▶ Extract provided
+--
On a sticky Wednesday afternoon, Pauline Yeung found a place to sit on Tim Mei Avenue, on the edge of the crowds that had surrounded this city’s Legislative Council.

It would be another 90 minutes before clouds of tear gas seared the eyes and lungs of those gathered here, as police used baton charges, rubber bullets and pepper balls to clear away tens of thousands of people protesting a proposed extradition bill.

The bill would make it easier for authorities in mainland China to legally seize those they call fugitive criminals, and has raised concern that it could subject people in Hong Kong to justice in courts that answer to the Communist Party of China. Worry about the extradition bill was encapsulated in a single sign posted this week: “First: Canadians Kovrig & Spavor. Next: You & Me?”
+--
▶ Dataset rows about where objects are

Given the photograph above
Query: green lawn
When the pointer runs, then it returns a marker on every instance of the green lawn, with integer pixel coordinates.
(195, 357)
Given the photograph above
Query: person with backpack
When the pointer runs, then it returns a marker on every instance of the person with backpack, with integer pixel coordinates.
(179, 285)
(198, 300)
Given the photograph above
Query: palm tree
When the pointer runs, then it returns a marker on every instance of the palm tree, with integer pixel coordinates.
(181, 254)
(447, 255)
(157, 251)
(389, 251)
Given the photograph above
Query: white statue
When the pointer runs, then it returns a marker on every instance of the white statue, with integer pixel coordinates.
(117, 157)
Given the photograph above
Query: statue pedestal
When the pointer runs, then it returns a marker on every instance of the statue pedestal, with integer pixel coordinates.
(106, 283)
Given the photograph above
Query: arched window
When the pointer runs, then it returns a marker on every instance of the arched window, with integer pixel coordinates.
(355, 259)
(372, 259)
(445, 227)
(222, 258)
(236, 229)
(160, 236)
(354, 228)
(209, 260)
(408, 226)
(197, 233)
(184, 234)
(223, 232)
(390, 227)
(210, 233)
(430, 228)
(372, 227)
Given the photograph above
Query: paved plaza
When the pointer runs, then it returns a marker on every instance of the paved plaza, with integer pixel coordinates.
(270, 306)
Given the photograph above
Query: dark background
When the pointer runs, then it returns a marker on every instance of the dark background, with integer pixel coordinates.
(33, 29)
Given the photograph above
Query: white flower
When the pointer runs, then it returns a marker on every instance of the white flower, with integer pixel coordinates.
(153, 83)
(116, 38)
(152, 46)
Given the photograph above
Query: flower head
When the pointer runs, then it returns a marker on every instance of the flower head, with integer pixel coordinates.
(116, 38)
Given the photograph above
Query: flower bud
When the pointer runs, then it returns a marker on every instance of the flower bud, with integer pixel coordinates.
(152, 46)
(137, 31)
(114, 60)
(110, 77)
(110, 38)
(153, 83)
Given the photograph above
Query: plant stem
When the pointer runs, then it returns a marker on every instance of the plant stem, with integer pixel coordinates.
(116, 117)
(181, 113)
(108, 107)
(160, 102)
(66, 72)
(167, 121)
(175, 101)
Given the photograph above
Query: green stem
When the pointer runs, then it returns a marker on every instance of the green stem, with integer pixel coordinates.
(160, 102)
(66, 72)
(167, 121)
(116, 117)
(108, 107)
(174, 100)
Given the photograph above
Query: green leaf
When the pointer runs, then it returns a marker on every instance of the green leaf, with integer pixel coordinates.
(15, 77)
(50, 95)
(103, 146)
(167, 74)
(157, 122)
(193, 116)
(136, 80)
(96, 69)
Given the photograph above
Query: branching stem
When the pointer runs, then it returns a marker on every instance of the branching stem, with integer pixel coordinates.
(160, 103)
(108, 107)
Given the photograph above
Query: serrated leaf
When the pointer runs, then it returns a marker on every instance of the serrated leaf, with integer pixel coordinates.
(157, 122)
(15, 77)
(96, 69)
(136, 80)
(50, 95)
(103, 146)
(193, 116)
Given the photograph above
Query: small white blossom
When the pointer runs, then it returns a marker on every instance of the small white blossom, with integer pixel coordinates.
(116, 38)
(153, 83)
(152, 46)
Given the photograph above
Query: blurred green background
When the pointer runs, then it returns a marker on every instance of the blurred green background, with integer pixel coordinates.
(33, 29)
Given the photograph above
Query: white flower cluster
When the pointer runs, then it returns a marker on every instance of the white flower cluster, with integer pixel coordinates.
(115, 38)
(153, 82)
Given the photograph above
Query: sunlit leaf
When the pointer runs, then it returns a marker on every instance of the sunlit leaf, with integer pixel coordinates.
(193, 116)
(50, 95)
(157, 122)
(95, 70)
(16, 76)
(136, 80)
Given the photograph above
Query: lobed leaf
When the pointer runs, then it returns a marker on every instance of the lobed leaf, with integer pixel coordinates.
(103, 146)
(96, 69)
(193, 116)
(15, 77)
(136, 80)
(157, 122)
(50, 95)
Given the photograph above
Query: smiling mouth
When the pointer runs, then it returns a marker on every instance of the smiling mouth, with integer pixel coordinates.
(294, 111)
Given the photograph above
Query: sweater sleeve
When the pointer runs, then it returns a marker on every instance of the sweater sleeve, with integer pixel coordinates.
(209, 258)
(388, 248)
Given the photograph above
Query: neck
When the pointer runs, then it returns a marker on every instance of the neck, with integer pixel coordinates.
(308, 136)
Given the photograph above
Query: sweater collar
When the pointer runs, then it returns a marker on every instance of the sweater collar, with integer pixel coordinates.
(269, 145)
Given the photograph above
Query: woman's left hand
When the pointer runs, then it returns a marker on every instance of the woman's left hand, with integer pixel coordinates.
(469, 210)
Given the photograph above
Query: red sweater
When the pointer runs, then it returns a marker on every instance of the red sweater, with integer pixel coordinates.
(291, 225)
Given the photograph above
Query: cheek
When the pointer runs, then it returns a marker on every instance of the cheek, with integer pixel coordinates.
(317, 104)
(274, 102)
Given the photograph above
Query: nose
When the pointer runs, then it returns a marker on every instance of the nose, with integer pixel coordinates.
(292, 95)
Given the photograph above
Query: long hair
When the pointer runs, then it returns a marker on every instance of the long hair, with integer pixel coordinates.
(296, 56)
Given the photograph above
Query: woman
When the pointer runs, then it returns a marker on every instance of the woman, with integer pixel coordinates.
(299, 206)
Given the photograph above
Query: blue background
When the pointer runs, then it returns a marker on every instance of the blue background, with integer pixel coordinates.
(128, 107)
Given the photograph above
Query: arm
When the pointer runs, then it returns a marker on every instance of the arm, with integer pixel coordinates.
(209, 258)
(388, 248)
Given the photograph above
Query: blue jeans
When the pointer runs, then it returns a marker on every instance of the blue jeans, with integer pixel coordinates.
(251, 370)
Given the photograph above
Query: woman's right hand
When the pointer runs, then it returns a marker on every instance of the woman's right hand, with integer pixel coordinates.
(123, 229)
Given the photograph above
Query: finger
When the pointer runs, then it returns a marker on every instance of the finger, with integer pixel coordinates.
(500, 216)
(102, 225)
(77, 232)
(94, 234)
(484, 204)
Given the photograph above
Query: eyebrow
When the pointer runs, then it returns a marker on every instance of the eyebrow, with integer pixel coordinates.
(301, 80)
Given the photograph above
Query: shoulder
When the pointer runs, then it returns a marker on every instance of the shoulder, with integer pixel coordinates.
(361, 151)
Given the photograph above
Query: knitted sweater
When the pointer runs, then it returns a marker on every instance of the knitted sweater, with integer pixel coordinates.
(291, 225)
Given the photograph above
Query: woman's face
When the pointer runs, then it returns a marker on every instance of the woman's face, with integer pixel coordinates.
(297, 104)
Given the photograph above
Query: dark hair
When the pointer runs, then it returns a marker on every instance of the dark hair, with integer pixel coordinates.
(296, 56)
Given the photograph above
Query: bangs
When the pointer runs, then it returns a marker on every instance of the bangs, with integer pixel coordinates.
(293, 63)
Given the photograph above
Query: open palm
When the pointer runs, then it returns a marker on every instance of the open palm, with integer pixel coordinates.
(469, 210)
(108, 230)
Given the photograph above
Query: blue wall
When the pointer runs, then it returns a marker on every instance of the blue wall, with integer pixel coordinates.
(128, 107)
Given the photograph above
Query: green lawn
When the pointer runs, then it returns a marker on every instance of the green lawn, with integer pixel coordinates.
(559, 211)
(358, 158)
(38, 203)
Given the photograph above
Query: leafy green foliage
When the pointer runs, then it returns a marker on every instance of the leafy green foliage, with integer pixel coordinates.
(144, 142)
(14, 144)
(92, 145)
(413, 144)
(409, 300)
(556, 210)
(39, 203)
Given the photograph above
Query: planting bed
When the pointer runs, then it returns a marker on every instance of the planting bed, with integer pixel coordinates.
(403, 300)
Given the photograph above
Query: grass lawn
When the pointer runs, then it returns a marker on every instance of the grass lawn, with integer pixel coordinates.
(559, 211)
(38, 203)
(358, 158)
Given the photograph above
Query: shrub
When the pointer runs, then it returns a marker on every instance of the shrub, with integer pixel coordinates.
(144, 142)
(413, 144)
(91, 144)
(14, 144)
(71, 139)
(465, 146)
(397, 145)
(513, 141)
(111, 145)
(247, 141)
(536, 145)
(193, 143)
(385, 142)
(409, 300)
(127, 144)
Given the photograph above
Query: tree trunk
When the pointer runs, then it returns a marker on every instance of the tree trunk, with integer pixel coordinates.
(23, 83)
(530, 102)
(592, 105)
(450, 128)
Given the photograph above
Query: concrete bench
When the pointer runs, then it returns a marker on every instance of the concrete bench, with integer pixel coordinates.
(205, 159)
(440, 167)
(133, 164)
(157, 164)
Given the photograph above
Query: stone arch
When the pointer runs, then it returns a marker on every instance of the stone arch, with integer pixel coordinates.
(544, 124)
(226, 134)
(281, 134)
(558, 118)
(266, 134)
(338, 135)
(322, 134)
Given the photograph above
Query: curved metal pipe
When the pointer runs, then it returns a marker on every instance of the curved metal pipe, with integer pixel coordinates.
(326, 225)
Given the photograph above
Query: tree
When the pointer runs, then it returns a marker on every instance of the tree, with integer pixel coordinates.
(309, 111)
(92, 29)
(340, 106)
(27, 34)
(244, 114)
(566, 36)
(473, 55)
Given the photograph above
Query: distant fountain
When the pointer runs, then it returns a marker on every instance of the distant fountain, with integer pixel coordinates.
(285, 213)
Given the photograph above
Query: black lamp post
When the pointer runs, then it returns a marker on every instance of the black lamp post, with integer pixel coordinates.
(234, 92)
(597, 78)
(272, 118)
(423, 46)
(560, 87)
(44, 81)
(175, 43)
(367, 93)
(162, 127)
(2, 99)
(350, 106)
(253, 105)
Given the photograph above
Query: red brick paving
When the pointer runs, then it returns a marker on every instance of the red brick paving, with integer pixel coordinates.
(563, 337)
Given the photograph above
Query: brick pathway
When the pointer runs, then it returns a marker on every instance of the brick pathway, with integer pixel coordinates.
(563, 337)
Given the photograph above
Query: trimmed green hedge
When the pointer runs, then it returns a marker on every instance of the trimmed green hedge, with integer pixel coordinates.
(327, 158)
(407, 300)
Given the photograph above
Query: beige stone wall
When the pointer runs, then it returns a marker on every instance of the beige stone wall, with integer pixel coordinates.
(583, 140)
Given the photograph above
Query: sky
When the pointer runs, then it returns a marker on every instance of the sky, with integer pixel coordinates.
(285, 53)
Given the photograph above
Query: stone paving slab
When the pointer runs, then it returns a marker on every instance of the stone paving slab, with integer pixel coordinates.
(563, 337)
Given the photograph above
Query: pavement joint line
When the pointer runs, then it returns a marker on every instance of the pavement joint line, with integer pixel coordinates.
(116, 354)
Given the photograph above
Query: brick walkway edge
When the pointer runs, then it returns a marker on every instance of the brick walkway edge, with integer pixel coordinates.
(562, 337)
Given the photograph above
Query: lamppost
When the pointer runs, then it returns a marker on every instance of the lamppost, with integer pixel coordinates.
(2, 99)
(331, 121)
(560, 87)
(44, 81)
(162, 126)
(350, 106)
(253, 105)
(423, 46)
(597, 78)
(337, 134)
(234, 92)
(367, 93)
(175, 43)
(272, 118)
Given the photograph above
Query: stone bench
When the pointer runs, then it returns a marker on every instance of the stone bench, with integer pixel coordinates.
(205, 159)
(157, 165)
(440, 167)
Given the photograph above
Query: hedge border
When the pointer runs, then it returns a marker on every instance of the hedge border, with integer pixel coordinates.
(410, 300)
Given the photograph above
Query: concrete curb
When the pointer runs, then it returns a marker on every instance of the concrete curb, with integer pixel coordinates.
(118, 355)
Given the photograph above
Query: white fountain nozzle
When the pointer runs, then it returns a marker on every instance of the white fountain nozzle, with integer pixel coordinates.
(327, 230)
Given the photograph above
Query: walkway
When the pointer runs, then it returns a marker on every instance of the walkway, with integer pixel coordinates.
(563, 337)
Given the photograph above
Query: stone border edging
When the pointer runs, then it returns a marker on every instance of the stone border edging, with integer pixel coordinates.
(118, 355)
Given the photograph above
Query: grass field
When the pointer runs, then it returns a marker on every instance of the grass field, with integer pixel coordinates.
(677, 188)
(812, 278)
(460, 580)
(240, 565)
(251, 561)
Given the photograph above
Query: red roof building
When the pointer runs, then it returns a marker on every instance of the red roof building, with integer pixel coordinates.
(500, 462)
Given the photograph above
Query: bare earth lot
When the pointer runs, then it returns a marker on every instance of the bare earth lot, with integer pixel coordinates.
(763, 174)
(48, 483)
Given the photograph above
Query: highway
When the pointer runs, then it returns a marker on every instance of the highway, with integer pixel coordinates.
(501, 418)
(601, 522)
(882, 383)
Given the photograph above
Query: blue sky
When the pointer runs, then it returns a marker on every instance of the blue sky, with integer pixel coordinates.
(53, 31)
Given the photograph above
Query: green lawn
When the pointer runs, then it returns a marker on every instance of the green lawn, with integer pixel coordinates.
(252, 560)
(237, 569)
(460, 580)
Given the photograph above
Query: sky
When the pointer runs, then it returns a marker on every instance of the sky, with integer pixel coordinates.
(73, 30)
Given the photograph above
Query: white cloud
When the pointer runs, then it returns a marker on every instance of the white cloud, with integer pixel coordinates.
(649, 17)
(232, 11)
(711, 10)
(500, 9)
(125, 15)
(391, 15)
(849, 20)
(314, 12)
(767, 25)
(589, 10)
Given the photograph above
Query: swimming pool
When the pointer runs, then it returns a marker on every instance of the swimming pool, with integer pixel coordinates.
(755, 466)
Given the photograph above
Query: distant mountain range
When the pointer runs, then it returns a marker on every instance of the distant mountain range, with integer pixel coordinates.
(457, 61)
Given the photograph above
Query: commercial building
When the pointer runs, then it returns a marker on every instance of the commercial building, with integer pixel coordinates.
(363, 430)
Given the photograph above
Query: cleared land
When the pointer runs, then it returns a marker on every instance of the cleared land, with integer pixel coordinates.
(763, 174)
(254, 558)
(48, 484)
+--
▶ Job
Retype the part of the passage on the Hong Kong protests starting at "On a sticky" and ending at "proposed extradition bill.". Work only from the passage on the Hong Kong protests, not from the rows.

▶ Complete response
On a sticky Wednesday afternoon, Pauline Yeung found a place to sit on Tim Mei Avenue, on the edge of the crowds that had surrounded this city’s Legislative Council.

It would be another 90 minutes before clouds of tear gas seared the eyes and lungs of those gathered here, as police used baton charges, rubber bullets and pepper balls to clear away tens of thousands of people protesting a proposed extradition bill.